Dataset rows:
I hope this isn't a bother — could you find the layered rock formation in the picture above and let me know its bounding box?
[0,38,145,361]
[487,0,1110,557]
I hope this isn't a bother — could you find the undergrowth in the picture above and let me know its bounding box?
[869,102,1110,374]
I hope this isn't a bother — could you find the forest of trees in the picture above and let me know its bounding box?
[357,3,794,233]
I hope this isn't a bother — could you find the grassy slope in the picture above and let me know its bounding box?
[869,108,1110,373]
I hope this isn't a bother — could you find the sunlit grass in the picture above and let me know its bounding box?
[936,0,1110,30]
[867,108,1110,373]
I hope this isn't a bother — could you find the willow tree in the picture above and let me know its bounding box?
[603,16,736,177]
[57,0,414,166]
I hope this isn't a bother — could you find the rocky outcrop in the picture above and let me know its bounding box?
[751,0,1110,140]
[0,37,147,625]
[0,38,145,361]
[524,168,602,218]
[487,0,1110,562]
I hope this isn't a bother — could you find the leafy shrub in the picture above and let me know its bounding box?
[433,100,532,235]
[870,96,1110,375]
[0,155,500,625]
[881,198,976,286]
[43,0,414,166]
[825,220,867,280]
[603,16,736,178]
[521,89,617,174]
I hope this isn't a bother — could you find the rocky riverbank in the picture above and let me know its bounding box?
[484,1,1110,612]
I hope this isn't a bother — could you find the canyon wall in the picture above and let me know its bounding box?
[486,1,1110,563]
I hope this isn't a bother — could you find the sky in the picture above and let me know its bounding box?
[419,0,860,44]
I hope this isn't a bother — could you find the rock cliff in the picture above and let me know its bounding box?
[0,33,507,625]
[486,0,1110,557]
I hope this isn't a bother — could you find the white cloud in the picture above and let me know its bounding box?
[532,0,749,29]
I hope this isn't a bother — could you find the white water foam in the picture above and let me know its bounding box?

**AIM OF THE TASK:**
Rewrite the records from the line with "find the canyon" to the line with "[419,0,860,44]", both lines included, keeping the requests as they are. In the answers, multiply each bounding box coordinate by 2.15 and round to a whole number, with halves rounded up.

**RESULT:**
I hope this isn't a bother — could you find the canyon wall in the picture above and let me know its bounding box?
[1045,2,2387,1210]
I hope this isn't a bother — could you find the sky in the picture above and let me know its bounding box?
[901,0,1849,95]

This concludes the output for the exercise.